===== DOCUMENT EXTRACT =====

Towards the back of the second floor, Jan Nelson brings an interactive element to the exhibition. A crocheted rug made from second-hand protest T-shirts is, at the time of visiting, full of shoeless, joyful children running in circles. You can almost feel the relief of the parents in the room: finally, there’s something the kids can touch. Behind it hang eight giant wind chimes, each ringing a cluster of notes from protest songs. We’re invited to play them and the result is a cacophony.

Devices were out for Taree Mackenzie’s piece, Pepper’s ghost effect, circles, 4 variations, which creates colourful illusions using angled panes of glass. Viewers circle its four sections, their movements influencing the effect. It’s like a less immersive James Turrell with the palette of an Ellsworth Kelly painting and makes for nice photos. Upstairs, Meagan Streader’s Sky whispers (2023) makes the viewer run through a gauntlet of phones. It’s easy to see why people want to document the commissioned room, a striking site-specific piece that uses Light Tape to play with boundaries and scale while mirroring the building’s geometry.

=====

GIVEN REQUEST>
Duplicate the passage of the exhibition review word for word, starting at "Devices were out" and ending at "the building’s geometry.". The listing that follows the exhibition review was taken from a separate source.

===== DATA LISTING =====

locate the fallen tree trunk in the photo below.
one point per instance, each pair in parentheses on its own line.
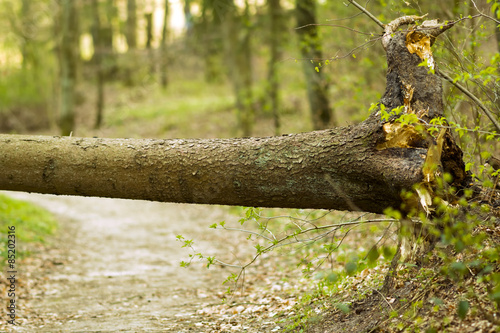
(332,169)
(363,167)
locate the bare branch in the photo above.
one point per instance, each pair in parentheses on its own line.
(370,15)
(473,97)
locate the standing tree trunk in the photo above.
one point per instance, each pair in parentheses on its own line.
(164,49)
(131,28)
(211,40)
(68,65)
(275,42)
(310,48)
(149,41)
(239,50)
(98,62)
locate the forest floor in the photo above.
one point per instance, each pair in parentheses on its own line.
(115,267)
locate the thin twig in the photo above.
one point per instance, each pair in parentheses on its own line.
(471,96)
(370,15)
(335,26)
(248,232)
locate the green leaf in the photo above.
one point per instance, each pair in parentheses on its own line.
(462,309)
(351,267)
(373,254)
(343,307)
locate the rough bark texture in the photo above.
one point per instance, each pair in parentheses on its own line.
(336,169)
(350,168)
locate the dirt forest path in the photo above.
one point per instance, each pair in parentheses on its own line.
(115,267)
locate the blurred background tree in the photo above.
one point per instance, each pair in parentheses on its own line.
(155,68)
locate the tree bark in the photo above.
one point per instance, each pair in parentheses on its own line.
(332,169)
(363,167)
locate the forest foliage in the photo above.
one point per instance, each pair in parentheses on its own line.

=====

FINAL RESULT>
Devices were out for Taree Mackenzie’s piece, Pepper’s ghost effect, circles, 4 variations, which creates colourful illusions using angled panes of glass. Viewers circle its four sections, their movements influencing the effect. It’s like a less immersive James Turrell with the palette of an Ellsworth Kelly painting and makes for nice photos. Upstairs, Meagan Streader’s Sky whispers (2023) makes the viewer run through a gauntlet of phones. It’s easy to see why people want to document the commissioned room, a striking site-specific piece that uses Light Tape to play with boundaries and scale while mirroring the building’s geometry.